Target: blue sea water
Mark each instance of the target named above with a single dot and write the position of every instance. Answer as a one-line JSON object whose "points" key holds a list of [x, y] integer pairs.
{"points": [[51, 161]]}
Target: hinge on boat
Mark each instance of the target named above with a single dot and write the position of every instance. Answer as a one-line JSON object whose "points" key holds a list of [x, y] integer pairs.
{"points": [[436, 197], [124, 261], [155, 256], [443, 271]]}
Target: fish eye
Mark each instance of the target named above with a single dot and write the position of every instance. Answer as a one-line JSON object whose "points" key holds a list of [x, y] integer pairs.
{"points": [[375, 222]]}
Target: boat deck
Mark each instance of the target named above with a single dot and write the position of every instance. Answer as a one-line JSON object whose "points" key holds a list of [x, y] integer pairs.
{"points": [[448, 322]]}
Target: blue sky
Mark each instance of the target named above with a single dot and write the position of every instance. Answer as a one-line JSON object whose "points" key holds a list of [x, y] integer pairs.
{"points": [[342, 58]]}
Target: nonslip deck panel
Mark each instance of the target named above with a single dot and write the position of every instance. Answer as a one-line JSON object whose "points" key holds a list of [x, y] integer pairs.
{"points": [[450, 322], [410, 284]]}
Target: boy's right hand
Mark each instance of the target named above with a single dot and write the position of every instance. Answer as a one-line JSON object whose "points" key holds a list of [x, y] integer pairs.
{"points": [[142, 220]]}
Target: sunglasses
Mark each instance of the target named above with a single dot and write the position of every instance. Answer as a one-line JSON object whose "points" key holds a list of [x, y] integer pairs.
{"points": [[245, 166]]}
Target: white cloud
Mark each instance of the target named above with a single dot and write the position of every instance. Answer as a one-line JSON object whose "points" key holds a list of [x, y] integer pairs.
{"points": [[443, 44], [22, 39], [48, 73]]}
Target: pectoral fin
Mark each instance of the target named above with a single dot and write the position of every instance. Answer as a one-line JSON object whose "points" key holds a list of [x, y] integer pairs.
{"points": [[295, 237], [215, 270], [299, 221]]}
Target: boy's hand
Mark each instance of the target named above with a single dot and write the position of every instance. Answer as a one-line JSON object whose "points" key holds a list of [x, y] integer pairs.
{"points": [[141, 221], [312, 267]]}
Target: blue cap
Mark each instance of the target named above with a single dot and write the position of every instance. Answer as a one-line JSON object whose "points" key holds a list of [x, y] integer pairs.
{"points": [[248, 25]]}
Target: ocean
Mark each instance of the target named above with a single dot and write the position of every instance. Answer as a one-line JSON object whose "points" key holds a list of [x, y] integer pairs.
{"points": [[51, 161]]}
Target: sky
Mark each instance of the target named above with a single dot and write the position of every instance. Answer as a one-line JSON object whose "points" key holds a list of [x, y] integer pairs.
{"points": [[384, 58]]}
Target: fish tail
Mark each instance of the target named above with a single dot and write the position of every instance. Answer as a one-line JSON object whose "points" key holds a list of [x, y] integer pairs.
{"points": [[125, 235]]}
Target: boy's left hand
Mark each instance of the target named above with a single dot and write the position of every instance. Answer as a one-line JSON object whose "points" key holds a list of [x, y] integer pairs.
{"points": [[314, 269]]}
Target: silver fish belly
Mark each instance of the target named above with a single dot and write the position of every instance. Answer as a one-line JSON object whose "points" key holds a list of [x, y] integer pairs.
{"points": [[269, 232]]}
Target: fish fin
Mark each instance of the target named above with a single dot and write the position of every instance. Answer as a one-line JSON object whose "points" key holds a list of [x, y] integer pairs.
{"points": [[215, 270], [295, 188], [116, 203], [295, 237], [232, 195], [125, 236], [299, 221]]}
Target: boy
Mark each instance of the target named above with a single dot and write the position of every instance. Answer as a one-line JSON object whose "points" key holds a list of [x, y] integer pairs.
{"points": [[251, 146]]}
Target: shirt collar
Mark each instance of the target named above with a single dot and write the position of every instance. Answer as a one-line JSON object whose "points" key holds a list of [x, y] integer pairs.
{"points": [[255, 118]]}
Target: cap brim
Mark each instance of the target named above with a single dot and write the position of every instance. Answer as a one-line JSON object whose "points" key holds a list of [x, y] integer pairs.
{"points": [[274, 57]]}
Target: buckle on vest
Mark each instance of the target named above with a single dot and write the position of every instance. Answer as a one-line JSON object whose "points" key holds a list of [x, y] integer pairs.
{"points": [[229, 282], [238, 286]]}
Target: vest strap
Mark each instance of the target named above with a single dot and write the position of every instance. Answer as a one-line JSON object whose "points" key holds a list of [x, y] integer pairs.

▶ _Written exercise_
Please copy out, word for word, the records from the line with "Target: vest strap" through the end of the records.

▶ _Complete answer_
Target: vest strap
Mark each instance of the target named above with a single dot and write the position of every instance. Answer as a one-line JSON object whose "points" key holds a list of [x, y] integer pairs.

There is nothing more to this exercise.